Top of DATA RECORDS
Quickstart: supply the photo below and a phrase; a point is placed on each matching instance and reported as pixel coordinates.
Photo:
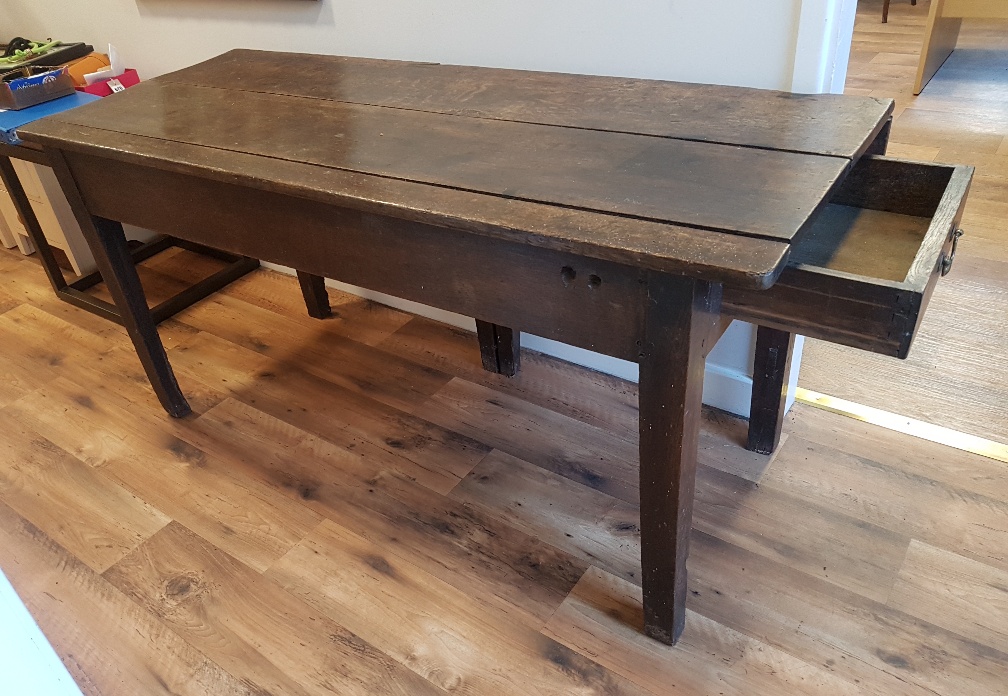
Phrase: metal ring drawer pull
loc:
(951, 256)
Bottom of DATA RECORDS
THE PROBLEM: Repeat the data word for word. Images are not part of the copy.

FINISHED EXERCISE:
Quickstart: supply the photo below and a phrase; a point is placed on each matching instance and reported as pixel coordinates.
Photo:
Phrase: metal ring drawer pull
loc:
(951, 256)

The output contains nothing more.